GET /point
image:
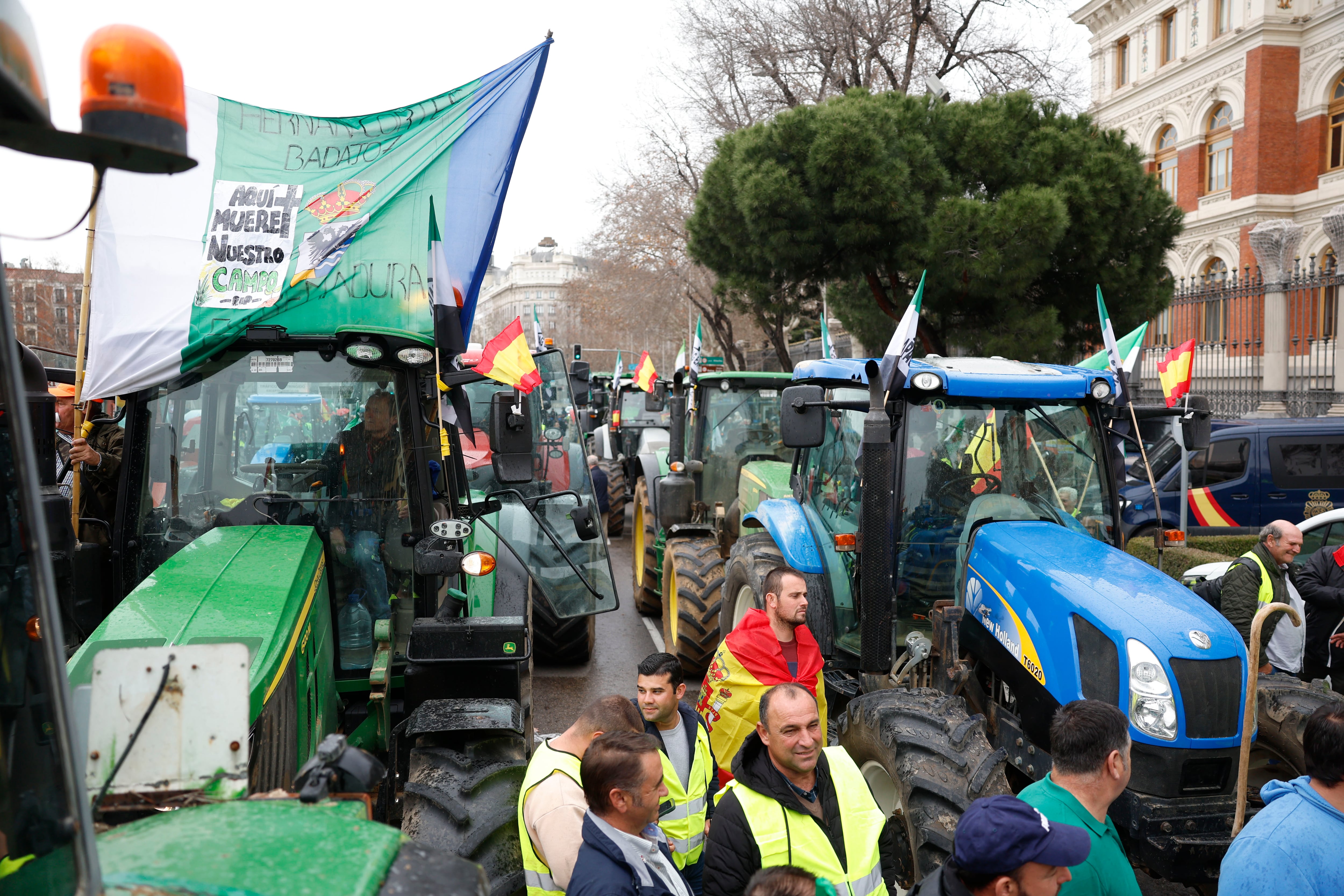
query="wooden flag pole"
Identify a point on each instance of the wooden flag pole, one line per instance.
(83, 347)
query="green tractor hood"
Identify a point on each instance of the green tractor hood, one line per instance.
(263, 586)
(252, 847)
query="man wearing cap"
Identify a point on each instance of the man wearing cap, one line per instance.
(101, 457)
(1089, 746)
(1006, 848)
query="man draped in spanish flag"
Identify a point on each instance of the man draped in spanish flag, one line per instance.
(769, 647)
(644, 373)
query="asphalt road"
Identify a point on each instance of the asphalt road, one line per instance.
(560, 694)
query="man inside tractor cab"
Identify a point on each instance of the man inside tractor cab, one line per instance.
(370, 468)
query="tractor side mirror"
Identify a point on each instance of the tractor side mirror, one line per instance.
(1198, 426)
(800, 425)
(511, 438)
(656, 401)
(585, 523)
(580, 379)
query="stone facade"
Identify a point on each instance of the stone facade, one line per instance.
(537, 277)
(46, 305)
(1276, 65)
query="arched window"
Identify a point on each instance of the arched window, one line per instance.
(1218, 147)
(1167, 159)
(1338, 124)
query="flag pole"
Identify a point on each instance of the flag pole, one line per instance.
(83, 347)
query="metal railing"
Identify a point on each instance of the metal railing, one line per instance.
(1226, 316)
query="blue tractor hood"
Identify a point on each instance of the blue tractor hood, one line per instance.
(974, 377)
(1027, 581)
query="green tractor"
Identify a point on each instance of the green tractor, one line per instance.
(722, 461)
(312, 619)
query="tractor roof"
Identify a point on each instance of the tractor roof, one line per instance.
(746, 375)
(974, 377)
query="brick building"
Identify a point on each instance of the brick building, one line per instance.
(1240, 108)
(46, 305)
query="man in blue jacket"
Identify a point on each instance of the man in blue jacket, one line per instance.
(624, 851)
(1292, 844)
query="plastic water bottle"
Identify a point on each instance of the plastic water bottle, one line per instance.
(357, 633)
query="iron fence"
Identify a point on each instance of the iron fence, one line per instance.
(1226, 316)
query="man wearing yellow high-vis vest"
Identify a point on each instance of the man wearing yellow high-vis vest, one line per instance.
(552, 804)
(793, 802)
(1256, 580)
(689, 768)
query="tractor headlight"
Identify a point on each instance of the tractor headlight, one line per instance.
(416, 356)
(1152, 708)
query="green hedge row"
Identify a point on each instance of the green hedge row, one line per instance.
(1175, 561)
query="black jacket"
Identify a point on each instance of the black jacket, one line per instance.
(1322, 586)
(603, 870)
(690, 719)
(732, 855)
(943, 882)
(1241, 598)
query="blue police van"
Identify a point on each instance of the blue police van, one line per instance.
(1252, 473)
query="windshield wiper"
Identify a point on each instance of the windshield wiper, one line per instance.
(1054, 429)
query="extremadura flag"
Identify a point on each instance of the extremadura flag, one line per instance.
(310, 224)
(748, 664)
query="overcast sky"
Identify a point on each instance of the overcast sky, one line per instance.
(342, 58)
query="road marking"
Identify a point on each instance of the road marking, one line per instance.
(655, 635)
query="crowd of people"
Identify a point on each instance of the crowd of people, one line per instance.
(646, 796)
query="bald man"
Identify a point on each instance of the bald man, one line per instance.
(1260, 578)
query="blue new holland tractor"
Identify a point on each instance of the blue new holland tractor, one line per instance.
(966, 578)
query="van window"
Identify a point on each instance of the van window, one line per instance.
(1220, 463)
(1323, 537)
(1307, 463)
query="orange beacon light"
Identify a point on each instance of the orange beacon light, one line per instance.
(132, 89)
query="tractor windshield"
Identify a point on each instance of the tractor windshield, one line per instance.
(740, 426)
(971, 461)
(289, 438)
(545, 539)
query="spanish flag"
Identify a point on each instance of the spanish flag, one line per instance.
(509, 360)
(1175, 371)
(644, 373)
(746, 666)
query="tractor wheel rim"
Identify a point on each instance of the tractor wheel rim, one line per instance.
(884, 789)
(745, 601)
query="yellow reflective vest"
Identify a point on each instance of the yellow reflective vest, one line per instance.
(685, 823)
(546, 762)
(789, 837)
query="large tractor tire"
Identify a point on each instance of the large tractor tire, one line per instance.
(560, 643)
(466, 802)
(615, 498)
(744, 588)
(1284, 704)
(693, 585)
(648, 601)
(927, 759)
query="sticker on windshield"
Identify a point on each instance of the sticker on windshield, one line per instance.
(273, 363)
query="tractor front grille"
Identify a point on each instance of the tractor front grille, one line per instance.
(1211, 692)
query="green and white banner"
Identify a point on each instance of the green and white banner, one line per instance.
(315, 225)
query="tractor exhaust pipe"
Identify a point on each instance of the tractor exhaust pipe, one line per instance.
(875, 526)
(1244, 765)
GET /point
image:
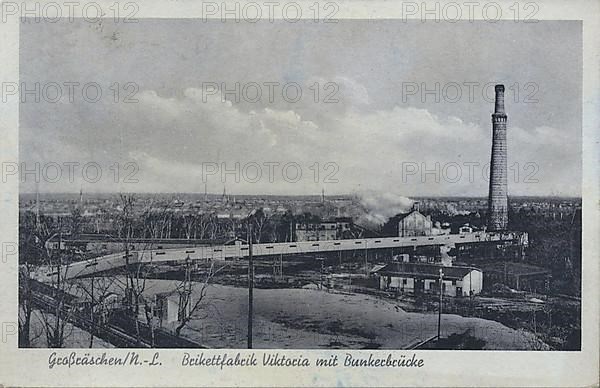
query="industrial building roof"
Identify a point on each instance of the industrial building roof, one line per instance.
(428, 271)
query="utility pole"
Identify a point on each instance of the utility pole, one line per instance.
(250, 280)
(440, 308)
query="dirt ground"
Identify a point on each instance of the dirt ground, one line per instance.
(312, 319)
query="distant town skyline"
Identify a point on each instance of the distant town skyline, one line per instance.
(374, 137)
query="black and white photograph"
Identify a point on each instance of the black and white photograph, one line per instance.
(266, 183)
(320, 186)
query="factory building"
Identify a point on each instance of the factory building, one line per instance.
(414, 224)
(416, 278)
(323, 231)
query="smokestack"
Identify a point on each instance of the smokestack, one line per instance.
(498, 195)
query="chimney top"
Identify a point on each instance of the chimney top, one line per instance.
(499, 105)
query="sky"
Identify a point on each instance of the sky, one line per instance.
(368, 129)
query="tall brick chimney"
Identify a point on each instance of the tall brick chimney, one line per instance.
(498, 195)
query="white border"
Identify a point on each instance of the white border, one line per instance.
(29, 367)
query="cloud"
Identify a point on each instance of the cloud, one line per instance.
(170, 138)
———
● YOUR GOAL: Transcribe all the data word for word; the images stay out.

● SOLVED PROBLEM:
GET /point
image:
query="wooden flag pole"
Identify a point on each instance of the wooden flag pole, one line per instance.
(83, 347)
query="green tractor hood"
Identify a point on each instance of the green tractor hood, one line per instance.
(263, 586)
(252, 847)
query="man wearing cap"
Identify a point on each instance of the man wearing cap, one line per instance.
(101, 457)
(1089, 746)
(1006, 848)
query="man draped in spanish flag"
Identify a point on each instance of the man draped in spanish flag, one line per instance.
(769, 647)
(644, 373)
query="asphalt road"
Identify a point on each instance of the asphalt road, one line per instance.
(560, 694)
query="man inside tractor cab"
Identify a point on each instance of the man inside tractor cab, one line per instance.
(370, 468)
query="tractor side mirror"
Identify a point on each instance of the tractor side mirror, one line per instance.
(1198, 426)
(800, 425)
(511, 438)
(656, 401)
(585, 523)
(580, 379)
query="stone facade"
Identify a point on each instance of the stone facade, one line per instance.
(537, 277)
(46, 305)
(1276, 65)
query="arched window"
Identify a point on each instance of the arched window, one line per instance.
(1218, 147)
(1167, 159)
(1338, 124)
query="flag pole"
Identify a point on each instance of the flag pole, one line per instance.
(83, 347)
query="metal railing"
Identify a point on each instance of the metal railing, one line per instance.
(1226, 316)
query="blue tractor hood"
Identify a point on each instance of the blue tractor hood, one line per instance.
(974, 377)
(1027, 581)
query="green tractor"
Identify a point on each instance of the green tractor, one line per instance.
(722, 461)
(312, 619)
query="tractor roof"
Identify a point on each instance of the tractor roof, one line per instance.
(746, 375)
(974, 377)
query="brick building"
Identify a point on each instance of the brick building, one line per instance.
(1240, 108)
(46, 305)
query="man in blue jacket"
Identify a point on each instance of the man in blue jacket, one line per instance.
(624, 851)
(1292, 844)
query="plastic water bottle"
Identify a point on each instance of the plastic water bottle, one line per instance.
(357, 633)
query="iron fence"
Identify a point on each instance of the iron fence, one line per instance.
(1226, 316)
query="man wearing yellow high-vis vest"
Identify a point on each instance of the man wearing yellow high-vis vest, one line per instance.
(552, 804)
(793, 802)
(1256, 580)
(689, 768)
query="tractor headlight"
Identify a point on each instance of the tractor headlight, one line per instance.
(416, 356)
(1152, 708)
query="green hedge row"
Identify a point on each instance of the green hedge row, one line per instance.
(1175, 561)
query="black jacket"
Identify a point on each instance of the black jacket, one line per instance.
(1322, 586)
(603, 870)
(690, 719)
(732, 855)
(943, 882)
(1241, 598)
query="blue police van"
Identify a point on each instance of the blue police van, one line per instance.
(1252, 473)
query="windshield wiper"
Identify a point on each instance of the windshield wiper, one line per instance.
(1054, 429)
query="extremadura flag"
Identify a point on each instance of the extremadura flag, one line per instance.
(310, 224)
(748, 664)
query="overcast sky"
Identify a point on each instance of the overcast sky, one line per instance.
(342, 58)
query="road marking"
Identify a point on each instance of the road marking, one line per instance.
(655, 635)
query="crowd of people"
Identify a point on each instance of the crowd of people, one line per instance.
(646, 796)
query="bald man"
Identify a point on each instance of the bald man, one line per instance.
(1260, 578)
query="blue new holland tractor"
Identify a point on each instance of the blue new holland tractor, one line per instance.
(966, 578)
query="van window"
Identify a point on each instance of the van window, one line per instance.
(1220, 463)
(1323, 537)
(1307, 463)
query="orange beacon light"
Identify a point on each instance of the orange beacon light, one line per instance.
(132, 89)
query="tractor windshield"
Identify a point on each instance of the tractor windshield, one line per instance.
(740, 426)
(971, 461)
(289, 438)
(545, 539)
query="spanish flag"
Identify a point on each instance of the spanish flag, one line per instance.
(509, 360)
(1175, 371)
(644, 373)
(746, 666)
query="tractor wheel rim"
Identify a point on each instance of the tractor wheel rim, one line per instance.
(884, 789)
(745, 601)
query="yellow reflective vest"
Identify a point on each instance of the yellow reflective vest, one line per instance.
(685, 823)
(546, 762)
(789, 837)
query="large tractor tire"
Identify a point on each instance of the large tractor tire, one line per instance.
(560, 643)
(466, 802)
(615, 498)
(744, 588)
(1284, 704)
(693, 585)
(648, 601)
(927, 759)
query="sticker on windshield"
Identify a point on each instance of the sticker on windshield, one line per instance.
(273, 363)
query="tractor front grille"
Identify a point on each instance of the tractor front grille, one line per instance.
(1211, 692)
query="green and white banner"
Identify a point on each instance of the green and white banner, one line per instance.
(315, 225)
query="tractor exhaust pipe"
Identify a point on each instance of the tractor exhaust pipe, one line per instance.
(875, 526)
(1244, 765)
GET /point
image:
query="industrial building roof"
Identify a point on each instance of the industrial building roof, one line per instance.
(428, 271)
query="utility pole"
Identify a point on each instance of the utility pole, one line per instance.
(250, 280)
(440, 308)
query="dirt ground"
Identify a point on each instance of the dirt ground, one line per instance.
(312, 319)
query="distant town skyline"
Identify a point on each instance of the distant town skyline, one line per instance.
(374, 137)
query="black and white photograph"
Identify a point on each instance of the black and white photograph, one line per instance.
(266, 183)
(320, 186)
query="factory building"
Identify a point on each instance of the factory building, one line per instance.
(414, 224)
(416, 278)
(323, 231)
query="smokestack"
Identify a point on each instance of the smokestack, one line per instance.
(498, 195)
query="chimney top"
Identify a point on each instance of the chimney top, one line per instance.
(499, 105)
query="sky"
Identify a point on each instance of the sky, one line per instance.
(368, 129)
query="tall brick chimney"
Identify a point on each instance of the tall brick chimney, one line per instance.
(498, 195)
query="white border"
Identify a point on each instance of the white border, one line per instance.
(29, 367)
query="cloud"
Identify a point on each instance of the cloud, one line per instance.
(170, 138)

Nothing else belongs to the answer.